### WHAT THE TASK REQUIRES
Where in the data below does the word "dark" appear? Copy every line that has it.

[Stored data entries]
*****
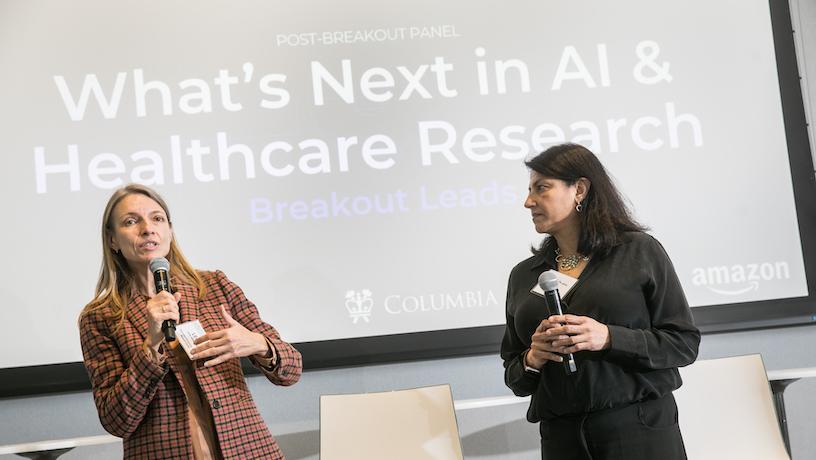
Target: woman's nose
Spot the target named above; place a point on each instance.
(529, 203)
(147, 227)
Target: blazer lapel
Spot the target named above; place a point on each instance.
(137, 313)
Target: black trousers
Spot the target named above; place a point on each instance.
(645, 430)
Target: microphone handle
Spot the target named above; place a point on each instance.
(162, 281)
(553, 299)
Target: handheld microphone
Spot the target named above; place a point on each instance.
(548, 281)
(160, 268)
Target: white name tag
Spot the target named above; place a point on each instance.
(565, 283)
(186, 333)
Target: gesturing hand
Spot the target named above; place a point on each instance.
(235, 341)
(582, 333)
(543, 348)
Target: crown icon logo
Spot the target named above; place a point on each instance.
(359, 305)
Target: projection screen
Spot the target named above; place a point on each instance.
(357, 166)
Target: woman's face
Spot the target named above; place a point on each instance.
(141, 230)
(552, 203)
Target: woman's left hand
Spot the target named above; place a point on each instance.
(585, 334)
(235, 341)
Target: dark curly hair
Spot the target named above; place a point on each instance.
(605, 217)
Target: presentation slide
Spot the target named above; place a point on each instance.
(357, 167)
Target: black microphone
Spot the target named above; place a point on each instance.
(548, 281)
(160, 268)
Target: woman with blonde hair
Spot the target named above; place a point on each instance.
(160, 401)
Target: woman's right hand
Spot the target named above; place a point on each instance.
(161, 307)
(542, 348)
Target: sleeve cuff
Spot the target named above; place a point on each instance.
(270, 361)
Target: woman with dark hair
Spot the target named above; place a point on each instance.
(626, 320)
(149, 392)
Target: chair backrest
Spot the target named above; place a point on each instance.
(411, 424)
(726, 410)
*****
### ANSWER SPACE
Target: dark curly hair
Target: woman with dark hair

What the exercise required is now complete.